▶ _What is being asked_
Reproduce every one of the records below word for word, leaving out the pictures.

▶ _Information shown_

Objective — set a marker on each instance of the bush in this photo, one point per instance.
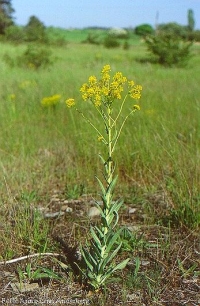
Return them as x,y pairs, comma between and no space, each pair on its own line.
173,29
144,30
111,42
118,33
15,34
168,50
35,31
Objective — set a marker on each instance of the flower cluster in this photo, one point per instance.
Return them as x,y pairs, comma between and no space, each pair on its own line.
106,90
50,101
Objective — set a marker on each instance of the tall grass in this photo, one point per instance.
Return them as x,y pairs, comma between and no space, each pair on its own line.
40,147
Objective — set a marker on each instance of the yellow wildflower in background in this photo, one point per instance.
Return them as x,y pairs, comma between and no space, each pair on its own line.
27,83
70,102
51,101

▶ _Worked answer_
Objective — set a marker on each instance of the bush in this photo, one point per instance.
Return them as x,y pairs, comma between and no space, each pair on its own line.
173,29
144,30
111,42
118,33
15,34
168,50
35,31
Objective — set a marker on each instance of the flower cluster in this photo, one point per instance.
Return them as x,y pairs, comma between and no space, each pair on its own line.
106,90
50,101
Objective — set a marker on each instance of the tall grass in this photo, one point per instance.
Return them as x,y pairs, comma between and no space, each pair on its own line.
40,147
Objective — set a marker on each instance of the yellow wildflower in background in this photo, one point per instance.
Return them as x,y pairs, comma between and no space, each pair on its own line.
27,83
70,102
51,101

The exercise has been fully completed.